Sechs Physiotherapeutinnen, eine Masseurin und eine Praxisassistentin – acht Frauen arbeiten im Physiozentrum Basel Marktplatz. Doch das wird sich schon bald ändern. “Im Herbst soll ein männlicher Therapeut mehr Diversität ins Team bringen”, so Zentrumsleiterin Carmen Gempp. Das sei gut fürs Arbeitsklima. Nichtsdestotrotz bleibe die Physiotherapie aber eine Frauendomäne.

Als Chefin bringt Carmen Struktur ins Team und sorgt dafür, dass administrative Aufgaben und Patientenbetreuung möglichst effizient erledigt werden. 70 Prozent ihrer Zeit arbeitet sie am Patienten, 30 Prozent ihrer Zeit nehmen Therapieplanung, Mitarbeiterführung, Berichte, Lohnlisten, Meetings und Ärztemarketing in Anspruch.

“Bei uns gibt es keine Zickerei.”

Besonders genau nimmt sie es, wenn es um ihr Team geht. Jede Mitarbeiterin soll sich geschätzt, aufgehoben und verstanden fühlen. Das Verhältnis ist kollegial. Respekt und ein Miteinander auf Augenhöhe hat für die Leiterin des Standorts oberste Priorität. Deshalb bezieht sie ihre Mitarbeiterinnen auch in viele Aufgaben mit ein. “Bei uns herrscht absoluter Teamgeist, jede hilft jeder. Bei uns gibt es keine Zickerei. Ich versuche, auf jede Mitarbeiterin einzugehen, fair zu sein und immer eine Lösung zu finden, wenn es mal ein Problem gibt.” Um das Wirgefühl zu stärken, veranstaltet Carmen mit ihrem Team auch private Events. In Kürze steht eine Kochchallenge an.
++++
§ **ARBEITSANWEISUNGEN**:
1. Fasse den Auszug in zwei Sätzen zusammen.
2. Gib bitte aus dem Auszug alles wortgetreu wieder, von „Besonders genau nimmt“ bis hinunter zu „eine Kochchallenge an.“.
++++
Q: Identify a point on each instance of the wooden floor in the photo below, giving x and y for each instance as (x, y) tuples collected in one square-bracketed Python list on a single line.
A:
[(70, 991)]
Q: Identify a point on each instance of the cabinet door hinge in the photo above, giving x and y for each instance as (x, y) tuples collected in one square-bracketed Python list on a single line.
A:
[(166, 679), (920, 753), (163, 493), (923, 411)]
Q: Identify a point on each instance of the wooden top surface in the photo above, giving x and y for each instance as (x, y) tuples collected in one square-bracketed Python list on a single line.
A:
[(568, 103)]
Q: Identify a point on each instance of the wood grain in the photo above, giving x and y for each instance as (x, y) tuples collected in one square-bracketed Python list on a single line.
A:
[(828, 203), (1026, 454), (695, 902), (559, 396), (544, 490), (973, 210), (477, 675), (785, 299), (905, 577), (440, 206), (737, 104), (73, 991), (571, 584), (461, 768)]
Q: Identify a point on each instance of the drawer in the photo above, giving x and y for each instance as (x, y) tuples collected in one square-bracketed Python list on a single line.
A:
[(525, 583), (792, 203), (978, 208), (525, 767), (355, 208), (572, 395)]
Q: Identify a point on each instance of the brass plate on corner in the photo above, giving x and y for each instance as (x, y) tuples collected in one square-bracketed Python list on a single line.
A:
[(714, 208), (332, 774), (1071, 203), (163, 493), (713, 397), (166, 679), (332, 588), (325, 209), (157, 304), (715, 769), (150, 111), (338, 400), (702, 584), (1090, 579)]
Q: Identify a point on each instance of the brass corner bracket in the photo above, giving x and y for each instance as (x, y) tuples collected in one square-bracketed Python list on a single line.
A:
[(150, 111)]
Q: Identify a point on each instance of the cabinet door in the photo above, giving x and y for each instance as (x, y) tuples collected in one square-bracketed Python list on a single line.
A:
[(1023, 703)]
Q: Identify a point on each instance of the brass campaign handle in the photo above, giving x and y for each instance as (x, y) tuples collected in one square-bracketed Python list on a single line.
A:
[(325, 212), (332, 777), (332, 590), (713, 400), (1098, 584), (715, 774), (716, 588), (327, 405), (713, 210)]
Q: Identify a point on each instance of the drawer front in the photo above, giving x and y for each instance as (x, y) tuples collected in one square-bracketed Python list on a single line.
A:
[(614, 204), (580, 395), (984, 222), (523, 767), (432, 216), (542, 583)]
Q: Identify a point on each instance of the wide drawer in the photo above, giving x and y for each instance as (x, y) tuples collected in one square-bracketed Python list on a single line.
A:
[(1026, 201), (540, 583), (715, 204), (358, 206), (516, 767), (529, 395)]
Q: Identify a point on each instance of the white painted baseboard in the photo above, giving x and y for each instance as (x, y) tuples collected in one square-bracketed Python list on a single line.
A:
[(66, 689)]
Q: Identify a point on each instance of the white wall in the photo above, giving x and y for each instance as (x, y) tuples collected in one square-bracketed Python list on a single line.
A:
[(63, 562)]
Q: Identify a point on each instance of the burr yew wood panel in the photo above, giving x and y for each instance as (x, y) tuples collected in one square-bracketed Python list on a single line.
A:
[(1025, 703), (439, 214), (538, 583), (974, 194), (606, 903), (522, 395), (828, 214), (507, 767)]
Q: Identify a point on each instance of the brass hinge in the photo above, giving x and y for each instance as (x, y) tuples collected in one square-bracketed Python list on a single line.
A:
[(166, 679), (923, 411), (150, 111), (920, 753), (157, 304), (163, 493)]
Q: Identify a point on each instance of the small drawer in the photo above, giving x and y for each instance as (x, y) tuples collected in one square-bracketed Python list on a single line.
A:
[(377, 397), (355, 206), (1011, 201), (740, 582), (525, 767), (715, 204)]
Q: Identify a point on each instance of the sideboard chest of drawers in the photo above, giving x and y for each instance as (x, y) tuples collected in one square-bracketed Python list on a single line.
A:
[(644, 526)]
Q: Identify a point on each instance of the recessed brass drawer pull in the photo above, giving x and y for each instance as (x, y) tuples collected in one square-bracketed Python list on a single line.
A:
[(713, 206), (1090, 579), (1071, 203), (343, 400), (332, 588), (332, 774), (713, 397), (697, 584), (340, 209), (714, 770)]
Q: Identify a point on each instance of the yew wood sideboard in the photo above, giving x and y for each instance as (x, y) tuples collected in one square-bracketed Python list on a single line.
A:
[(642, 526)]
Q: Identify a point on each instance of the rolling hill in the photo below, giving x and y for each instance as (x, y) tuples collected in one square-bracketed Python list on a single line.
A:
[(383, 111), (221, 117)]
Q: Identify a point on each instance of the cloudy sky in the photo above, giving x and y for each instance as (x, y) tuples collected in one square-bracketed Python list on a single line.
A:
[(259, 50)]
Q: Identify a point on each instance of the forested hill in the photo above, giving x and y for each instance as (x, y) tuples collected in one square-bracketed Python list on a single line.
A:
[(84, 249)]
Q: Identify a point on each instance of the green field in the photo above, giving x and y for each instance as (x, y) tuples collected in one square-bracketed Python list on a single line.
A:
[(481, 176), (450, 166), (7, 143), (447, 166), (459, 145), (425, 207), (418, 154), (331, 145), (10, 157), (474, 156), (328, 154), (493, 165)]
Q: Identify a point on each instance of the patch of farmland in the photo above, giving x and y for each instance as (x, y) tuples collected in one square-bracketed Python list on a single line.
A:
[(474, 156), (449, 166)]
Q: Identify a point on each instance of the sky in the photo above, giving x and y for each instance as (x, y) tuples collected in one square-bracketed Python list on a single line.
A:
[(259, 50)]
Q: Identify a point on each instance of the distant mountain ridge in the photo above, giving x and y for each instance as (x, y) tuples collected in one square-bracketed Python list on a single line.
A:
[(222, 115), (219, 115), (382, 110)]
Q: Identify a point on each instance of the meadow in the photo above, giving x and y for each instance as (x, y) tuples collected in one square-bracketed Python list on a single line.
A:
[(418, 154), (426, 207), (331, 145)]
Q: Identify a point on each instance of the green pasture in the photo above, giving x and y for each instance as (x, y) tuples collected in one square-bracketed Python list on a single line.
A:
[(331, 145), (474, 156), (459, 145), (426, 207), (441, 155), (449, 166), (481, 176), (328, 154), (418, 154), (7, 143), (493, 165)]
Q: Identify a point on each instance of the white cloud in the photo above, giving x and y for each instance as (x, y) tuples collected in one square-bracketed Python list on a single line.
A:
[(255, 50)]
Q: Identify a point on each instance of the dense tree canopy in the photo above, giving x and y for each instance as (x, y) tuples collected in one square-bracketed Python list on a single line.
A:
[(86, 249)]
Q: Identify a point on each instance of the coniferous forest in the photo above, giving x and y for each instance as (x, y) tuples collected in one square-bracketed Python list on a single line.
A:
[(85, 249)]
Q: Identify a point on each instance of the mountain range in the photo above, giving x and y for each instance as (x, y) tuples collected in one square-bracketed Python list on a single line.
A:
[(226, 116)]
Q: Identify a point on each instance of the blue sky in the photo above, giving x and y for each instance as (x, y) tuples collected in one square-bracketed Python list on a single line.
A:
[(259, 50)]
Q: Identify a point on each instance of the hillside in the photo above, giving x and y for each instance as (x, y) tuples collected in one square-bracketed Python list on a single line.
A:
++++
§ **NUMMERIERTE ANTWORTEN**:
1. Im Physiozentrum Basel Marktplatz arbeiten acht Frauen, doch im Herbst soll ein männlicher Therapeut ins Team kommen. Zentrumsleiterin Carmen Gempp verbringt 70 Prozent ihrer Zeit am Patienten, gibt Respekt und einem Miteinander auf Augenhöhe oberste Priorität und stärkt das Wirgefühl mit privaten Events.

2.
Besonders genau nimmt sie es, wenn es um ihr Team geht. Jede Mitarbeiterin soll sich geschätzt, aufgehoben und verstanden fühlen. Das Verhältnis ist kollegial. Respekt und ein Miteinander auf Augenhöhe hat für die Leiterin des Standorts oberste Priorität. Deshalb bezieht sie ihre Mitarbeiterinnen auch in viele Aufgaben mit ein. “Bei uns herrscht absoluter Teamgeist, jede hilft jeder. Bei uns gibt es keine Zickerei. Ich versuche, auf jede Mitarbeiterin einzugehen, fair zu sein und immer eine Lösung zu finden, wenn es mal ein Problem gibt.” Um das Wirgefühl zu stärken, veranstaltet Carmen mit ihrem Team auch private Events. In Kürze steht eine Kochchallenge an.